#### PROBLEMA PROPOSTO:
Prosegui il brano sulla confraternita romana di Morte ed Orazione, ripartendo subito dopo la sua ultima frase.

#### BRANO DI LETTURA:
----------
La "buona morte cristiana" e le Confraternite

Riceviamo da uno studioso delle Confraternite italiane questo pregevole studio storico che pubblichiamo ringraziando l'Autore. 
AC  





La “Buona morte” cristiana e le Confraternite…  

Nel 1538, venne costituita in Roma la confraternita di Morte ed Orazione con lo scopo “di seppellire quei morti che, per la loro povertà o per essere deceduti lontani dalla loro dimora, restano senza sepoltura o sono tumulati in luogo non sacro”. 
Al tempo in cui fu fondata questa Confraternita, non esisteva ancora nessun servizio pubblico che provvedesse alla sepoltura dei cadaveri; il triste compito era assolto in genere da qualche sodalizio o dai familiari del defunto. 
Per coloro che non appartenevano ad alcuna organizzazione e per le famiglie a cui la miseria non permetteva il trasporto della salma, provvedeva la carità popolare senza
strutturazioni; qualche volonteroso raccoglieva le offerte dai passanti e, raggiunta una somma sufficiente, incaricava due facchini di portare al cimitero il cadavere, steso su di una tavola e nulla più, per procedere alla sepoltura.
Lo spirito di sacrificio dei confratelli, fortificato dalla fede e sostenuto dal mandato ecclesiale conferito, non conosceva limiti: il recupero delle salme avveniva in qualunque stagione, di giorno, di notte, col caldo, col gelo.
----------
#### MATERIALE FORNITO:
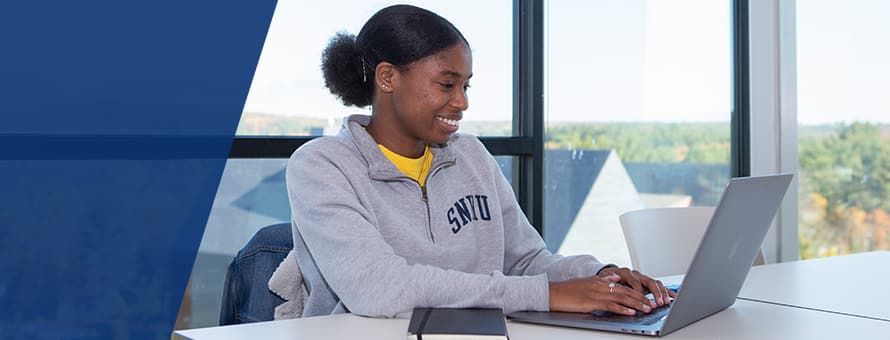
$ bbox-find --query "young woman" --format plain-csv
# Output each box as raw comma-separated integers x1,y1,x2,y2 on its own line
287,5,674,316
----------
#### RISPOSTA ATTESA:
E’ facile immaginare quanta abnegazione fosse necessaria per trasportare sulle spalle, per diversi chilometri, un cadavere dell’Agro Romano. 
Nel 1598, ad es., dopo la grande inondazione del Tevere, i confratelli andarono fino ad Ostia a ricercare i corpi trascinati dalla corrente. 
Nel 1552 Papa Giulio III approvò la Confraternita di cui trattiamo, le concesse numerose indulgenze e le impose il titolo “dell’Orazione“ in aggiunta a quello “della Morte", perché oltre a seppellire i cadaveri, vi era già l’uso di pregare per la loro anima (i confratelli, una volta al mese, partecipavano alle Quarant’Ore e diedero impulso alla devozione dei 100 requiem, di solito praticata ogni lunedì). Pio IV, nel 1560, nel confermare il sodalizio, lo eresse ad Arciconfraternita ossia a casa-madre con facoltà di aggregarne altre simili nel mondo.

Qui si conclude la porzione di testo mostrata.